_WHAT YOU WILL DO_
Find every line in the data that contains the word "asphalt" and copy each one out in full.

..............................

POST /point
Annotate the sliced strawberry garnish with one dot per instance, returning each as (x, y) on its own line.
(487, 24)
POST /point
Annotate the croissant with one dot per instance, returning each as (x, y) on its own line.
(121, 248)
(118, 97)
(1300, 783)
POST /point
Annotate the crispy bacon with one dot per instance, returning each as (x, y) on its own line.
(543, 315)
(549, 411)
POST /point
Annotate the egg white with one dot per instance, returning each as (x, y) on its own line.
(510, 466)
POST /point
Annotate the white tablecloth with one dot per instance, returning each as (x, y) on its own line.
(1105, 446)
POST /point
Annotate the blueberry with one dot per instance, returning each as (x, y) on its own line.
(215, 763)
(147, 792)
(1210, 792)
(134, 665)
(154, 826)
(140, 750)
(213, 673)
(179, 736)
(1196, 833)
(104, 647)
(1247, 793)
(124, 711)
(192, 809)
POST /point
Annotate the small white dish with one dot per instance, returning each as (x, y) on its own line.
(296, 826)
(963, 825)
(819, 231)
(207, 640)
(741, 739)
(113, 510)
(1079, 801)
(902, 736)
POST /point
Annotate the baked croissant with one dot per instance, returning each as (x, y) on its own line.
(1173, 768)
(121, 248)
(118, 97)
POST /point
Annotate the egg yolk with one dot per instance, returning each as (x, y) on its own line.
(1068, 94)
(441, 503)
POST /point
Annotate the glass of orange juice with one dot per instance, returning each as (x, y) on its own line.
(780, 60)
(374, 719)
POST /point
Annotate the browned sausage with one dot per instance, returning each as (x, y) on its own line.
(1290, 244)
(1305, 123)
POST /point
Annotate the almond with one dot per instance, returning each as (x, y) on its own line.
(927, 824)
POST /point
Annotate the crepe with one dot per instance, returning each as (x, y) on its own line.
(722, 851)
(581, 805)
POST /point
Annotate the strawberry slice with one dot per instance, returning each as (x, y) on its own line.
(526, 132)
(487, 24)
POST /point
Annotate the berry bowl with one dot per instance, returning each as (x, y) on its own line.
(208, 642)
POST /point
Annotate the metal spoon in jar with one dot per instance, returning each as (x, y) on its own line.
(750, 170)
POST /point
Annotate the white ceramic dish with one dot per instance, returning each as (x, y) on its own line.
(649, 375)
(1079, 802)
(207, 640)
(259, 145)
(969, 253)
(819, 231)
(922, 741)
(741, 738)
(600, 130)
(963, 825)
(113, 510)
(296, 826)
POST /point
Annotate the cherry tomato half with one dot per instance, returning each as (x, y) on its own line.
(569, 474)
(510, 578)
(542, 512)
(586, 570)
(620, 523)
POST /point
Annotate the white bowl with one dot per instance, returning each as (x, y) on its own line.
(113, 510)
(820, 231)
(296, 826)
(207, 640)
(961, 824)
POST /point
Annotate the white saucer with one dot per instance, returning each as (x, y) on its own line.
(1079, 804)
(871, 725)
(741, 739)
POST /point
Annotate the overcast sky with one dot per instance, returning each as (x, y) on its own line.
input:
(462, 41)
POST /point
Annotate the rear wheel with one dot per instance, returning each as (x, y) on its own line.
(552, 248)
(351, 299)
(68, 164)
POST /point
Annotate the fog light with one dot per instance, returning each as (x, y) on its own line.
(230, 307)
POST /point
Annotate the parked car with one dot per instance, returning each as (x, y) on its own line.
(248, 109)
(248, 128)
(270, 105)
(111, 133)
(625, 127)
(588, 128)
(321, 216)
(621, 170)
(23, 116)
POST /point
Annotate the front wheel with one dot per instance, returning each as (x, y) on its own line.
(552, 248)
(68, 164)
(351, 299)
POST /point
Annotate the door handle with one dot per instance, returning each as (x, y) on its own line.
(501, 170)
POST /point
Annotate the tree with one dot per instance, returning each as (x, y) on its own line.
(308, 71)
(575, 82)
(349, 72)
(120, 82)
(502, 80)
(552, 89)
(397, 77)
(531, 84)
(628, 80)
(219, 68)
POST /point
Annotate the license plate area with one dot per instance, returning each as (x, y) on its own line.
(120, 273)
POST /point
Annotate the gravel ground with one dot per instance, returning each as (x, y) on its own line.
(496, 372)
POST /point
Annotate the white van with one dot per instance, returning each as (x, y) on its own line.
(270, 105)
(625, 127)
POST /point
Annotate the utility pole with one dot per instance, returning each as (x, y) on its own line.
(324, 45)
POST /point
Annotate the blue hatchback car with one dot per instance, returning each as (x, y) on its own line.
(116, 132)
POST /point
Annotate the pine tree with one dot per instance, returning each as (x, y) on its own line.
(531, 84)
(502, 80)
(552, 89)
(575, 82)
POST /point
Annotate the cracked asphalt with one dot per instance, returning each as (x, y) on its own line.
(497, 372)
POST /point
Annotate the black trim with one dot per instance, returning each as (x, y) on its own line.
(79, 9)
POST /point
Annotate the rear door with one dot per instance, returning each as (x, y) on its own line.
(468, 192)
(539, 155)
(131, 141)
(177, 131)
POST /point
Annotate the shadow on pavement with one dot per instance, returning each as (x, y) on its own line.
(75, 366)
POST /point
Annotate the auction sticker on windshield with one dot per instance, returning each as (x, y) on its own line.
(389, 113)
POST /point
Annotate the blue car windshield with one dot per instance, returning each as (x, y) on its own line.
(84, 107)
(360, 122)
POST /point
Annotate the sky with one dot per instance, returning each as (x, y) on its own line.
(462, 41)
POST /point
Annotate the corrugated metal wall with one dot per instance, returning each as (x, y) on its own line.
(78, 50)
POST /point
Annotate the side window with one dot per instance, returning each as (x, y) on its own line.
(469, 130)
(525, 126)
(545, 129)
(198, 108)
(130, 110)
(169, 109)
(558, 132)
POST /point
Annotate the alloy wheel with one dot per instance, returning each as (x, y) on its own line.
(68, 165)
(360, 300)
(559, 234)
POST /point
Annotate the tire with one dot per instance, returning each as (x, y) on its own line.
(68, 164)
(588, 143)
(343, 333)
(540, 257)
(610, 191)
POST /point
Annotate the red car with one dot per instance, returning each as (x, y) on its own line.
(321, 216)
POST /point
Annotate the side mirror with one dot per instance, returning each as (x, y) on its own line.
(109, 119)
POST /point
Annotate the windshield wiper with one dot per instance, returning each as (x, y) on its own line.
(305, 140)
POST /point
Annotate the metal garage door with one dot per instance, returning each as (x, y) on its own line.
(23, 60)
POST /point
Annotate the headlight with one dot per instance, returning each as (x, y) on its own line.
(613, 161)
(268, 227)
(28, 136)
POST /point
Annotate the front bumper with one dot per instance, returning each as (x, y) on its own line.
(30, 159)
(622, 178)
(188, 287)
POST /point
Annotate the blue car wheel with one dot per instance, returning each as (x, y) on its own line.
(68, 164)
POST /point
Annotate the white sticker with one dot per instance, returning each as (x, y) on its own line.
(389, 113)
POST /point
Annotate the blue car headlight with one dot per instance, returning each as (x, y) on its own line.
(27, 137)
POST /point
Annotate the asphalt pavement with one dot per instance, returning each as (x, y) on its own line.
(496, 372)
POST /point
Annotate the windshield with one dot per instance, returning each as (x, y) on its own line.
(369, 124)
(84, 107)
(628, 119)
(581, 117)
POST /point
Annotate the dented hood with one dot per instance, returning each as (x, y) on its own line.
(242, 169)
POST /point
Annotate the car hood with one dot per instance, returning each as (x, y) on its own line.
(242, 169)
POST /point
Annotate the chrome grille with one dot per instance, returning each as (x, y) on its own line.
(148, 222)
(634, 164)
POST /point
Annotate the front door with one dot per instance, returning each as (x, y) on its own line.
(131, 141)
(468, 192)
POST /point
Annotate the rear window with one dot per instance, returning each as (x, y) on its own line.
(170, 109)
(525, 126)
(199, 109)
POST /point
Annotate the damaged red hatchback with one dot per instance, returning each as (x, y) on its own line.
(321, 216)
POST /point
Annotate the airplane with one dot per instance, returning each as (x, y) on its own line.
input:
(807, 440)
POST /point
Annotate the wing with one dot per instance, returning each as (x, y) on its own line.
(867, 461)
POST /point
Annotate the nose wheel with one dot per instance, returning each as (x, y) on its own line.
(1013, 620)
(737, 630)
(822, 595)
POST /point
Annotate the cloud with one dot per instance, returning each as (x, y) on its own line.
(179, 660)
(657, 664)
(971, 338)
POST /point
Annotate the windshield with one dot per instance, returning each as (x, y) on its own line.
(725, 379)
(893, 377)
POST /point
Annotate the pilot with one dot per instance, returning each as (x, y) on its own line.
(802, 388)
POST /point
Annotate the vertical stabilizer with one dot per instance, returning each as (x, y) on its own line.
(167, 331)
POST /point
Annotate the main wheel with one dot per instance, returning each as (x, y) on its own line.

..............................

_RESPONSE FOR THIS EXERCISE_
Annotate the cracked asphalt with one dot per instance, returning each as (x, y) on its own line.
Annotate the asphalt pavement with one dot per instance, returning each as (x, y) on its own line.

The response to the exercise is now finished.